表示データ:
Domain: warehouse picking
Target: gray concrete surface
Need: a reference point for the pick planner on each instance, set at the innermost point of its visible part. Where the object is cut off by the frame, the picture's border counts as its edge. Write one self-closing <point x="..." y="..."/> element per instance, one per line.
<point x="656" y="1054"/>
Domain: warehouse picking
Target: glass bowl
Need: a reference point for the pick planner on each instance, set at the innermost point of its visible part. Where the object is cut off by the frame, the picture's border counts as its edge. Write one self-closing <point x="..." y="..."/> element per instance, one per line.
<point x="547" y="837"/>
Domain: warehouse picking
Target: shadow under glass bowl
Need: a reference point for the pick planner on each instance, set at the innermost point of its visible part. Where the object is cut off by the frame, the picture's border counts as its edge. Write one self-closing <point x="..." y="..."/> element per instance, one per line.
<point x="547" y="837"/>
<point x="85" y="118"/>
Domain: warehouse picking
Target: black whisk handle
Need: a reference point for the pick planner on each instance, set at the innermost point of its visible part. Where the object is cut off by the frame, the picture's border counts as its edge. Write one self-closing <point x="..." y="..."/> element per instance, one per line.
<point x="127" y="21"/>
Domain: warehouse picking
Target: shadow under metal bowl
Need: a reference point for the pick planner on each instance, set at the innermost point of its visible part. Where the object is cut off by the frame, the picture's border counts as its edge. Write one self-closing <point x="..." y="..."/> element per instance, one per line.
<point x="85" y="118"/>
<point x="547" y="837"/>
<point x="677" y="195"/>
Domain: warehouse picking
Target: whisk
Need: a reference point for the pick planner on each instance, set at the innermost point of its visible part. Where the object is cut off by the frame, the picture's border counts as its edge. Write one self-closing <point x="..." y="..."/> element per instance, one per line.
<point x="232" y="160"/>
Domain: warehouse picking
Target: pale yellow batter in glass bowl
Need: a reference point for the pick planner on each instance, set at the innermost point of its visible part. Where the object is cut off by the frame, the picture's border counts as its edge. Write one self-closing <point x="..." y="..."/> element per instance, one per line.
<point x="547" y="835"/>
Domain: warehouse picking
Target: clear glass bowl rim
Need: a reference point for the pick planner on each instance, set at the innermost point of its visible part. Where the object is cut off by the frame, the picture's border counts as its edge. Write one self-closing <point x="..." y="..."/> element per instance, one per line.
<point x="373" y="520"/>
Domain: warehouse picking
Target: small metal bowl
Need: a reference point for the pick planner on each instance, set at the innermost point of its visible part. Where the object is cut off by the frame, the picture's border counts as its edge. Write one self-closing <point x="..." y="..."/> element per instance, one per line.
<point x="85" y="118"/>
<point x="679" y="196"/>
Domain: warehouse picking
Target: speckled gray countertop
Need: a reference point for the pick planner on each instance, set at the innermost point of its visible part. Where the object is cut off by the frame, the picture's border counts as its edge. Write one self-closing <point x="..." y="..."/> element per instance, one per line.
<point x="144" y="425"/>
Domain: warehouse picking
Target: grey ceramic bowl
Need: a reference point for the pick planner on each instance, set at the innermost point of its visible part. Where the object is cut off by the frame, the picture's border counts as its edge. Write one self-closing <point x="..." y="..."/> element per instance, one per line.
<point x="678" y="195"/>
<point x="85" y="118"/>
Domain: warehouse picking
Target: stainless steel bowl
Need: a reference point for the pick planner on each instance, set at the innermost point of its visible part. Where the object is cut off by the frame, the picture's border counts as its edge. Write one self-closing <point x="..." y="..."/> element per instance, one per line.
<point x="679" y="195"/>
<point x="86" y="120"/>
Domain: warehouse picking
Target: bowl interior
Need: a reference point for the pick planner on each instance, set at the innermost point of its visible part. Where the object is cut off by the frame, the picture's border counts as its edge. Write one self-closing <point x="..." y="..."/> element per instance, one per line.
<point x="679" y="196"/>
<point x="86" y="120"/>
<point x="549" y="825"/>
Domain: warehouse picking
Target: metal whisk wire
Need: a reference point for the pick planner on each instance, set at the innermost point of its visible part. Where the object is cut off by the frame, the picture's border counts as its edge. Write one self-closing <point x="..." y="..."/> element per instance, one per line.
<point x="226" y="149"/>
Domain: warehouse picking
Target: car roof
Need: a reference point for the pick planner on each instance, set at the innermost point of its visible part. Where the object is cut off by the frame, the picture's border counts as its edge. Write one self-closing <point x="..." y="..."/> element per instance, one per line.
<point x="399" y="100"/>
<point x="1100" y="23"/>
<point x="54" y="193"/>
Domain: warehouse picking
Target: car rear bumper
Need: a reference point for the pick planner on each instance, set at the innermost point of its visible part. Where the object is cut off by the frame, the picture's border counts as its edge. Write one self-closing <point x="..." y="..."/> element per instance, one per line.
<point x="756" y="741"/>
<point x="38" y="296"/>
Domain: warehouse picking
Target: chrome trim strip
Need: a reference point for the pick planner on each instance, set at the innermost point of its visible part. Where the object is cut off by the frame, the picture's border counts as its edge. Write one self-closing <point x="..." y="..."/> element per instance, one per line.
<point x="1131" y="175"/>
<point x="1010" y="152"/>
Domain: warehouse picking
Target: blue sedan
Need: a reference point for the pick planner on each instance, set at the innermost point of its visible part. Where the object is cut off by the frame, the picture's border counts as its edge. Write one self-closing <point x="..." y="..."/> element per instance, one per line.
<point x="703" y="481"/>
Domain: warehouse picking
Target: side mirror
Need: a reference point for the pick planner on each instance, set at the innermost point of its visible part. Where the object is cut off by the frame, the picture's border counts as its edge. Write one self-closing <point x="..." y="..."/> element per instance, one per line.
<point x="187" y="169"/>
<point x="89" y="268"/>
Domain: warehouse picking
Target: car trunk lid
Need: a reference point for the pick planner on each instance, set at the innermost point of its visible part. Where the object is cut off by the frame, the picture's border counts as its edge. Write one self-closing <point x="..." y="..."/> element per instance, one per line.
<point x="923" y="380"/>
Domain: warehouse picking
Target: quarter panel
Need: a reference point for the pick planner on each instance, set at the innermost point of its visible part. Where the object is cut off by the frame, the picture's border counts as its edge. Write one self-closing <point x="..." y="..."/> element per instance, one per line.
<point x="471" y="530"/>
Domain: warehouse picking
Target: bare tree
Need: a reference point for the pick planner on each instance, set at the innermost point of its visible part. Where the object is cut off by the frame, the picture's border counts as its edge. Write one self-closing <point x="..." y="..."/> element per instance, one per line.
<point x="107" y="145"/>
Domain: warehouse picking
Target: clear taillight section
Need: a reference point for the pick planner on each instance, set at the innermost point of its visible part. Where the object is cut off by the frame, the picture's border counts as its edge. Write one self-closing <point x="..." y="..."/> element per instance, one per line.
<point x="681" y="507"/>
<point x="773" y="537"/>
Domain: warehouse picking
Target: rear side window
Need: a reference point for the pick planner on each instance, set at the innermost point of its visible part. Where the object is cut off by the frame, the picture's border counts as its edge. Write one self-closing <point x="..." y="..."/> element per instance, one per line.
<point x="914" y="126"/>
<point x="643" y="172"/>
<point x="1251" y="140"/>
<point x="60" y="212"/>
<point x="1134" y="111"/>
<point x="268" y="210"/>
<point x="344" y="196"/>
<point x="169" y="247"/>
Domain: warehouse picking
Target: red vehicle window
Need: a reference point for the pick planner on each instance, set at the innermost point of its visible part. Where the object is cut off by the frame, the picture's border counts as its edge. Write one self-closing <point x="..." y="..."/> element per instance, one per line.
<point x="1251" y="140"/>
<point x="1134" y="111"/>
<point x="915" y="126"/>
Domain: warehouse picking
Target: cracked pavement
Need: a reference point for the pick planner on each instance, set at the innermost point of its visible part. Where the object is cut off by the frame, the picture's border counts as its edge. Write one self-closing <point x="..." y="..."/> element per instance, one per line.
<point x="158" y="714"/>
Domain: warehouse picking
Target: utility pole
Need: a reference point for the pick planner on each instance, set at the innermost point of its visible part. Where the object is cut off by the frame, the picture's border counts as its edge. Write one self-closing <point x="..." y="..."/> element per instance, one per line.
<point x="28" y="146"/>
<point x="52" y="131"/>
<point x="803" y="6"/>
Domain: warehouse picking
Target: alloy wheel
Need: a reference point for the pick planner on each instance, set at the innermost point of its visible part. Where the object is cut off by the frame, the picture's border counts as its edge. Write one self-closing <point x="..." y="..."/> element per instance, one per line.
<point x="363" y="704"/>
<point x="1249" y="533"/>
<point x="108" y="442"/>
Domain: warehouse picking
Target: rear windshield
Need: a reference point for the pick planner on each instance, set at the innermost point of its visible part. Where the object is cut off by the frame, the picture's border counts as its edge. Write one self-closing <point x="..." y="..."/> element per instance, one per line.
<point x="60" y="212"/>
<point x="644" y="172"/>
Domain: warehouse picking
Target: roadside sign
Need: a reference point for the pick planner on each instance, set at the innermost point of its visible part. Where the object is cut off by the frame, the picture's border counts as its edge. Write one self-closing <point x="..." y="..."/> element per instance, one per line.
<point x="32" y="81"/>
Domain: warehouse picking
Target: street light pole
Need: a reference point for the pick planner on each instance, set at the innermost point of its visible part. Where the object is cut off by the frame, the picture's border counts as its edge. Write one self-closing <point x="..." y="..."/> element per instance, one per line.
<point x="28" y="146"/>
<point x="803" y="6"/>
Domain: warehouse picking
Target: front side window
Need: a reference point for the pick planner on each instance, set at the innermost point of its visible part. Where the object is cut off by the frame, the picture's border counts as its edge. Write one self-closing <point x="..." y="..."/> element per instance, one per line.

記述課題: 上の行から文字列「pole」を含む行をすべて選び、書き写してください。大文字と小文字は区別する。

解答:
Target: utility pole
Target: street light pole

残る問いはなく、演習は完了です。